===== Material provided
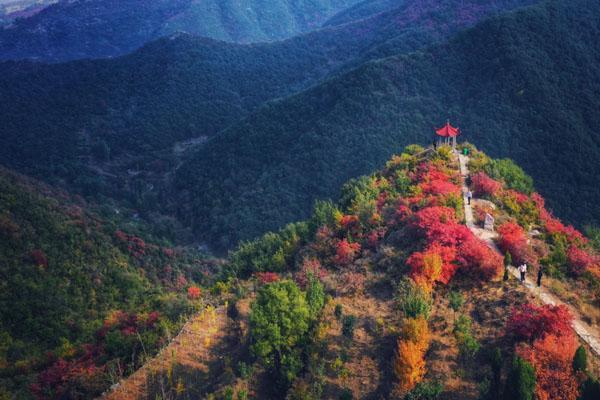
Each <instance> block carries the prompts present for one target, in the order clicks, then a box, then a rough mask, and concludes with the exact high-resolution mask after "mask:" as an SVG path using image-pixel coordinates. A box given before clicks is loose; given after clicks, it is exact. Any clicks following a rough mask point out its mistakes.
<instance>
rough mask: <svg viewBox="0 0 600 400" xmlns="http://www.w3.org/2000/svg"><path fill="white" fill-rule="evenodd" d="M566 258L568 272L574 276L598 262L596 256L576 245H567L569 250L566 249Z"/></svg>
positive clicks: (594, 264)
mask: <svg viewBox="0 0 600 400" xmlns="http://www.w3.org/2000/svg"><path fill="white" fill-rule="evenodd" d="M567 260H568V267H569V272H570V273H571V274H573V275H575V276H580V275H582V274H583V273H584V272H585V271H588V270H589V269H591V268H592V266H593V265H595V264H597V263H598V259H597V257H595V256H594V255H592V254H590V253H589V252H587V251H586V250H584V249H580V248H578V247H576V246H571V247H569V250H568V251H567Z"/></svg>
==========
Tally the lines of the records that contain the string "instance". Give only the number.

2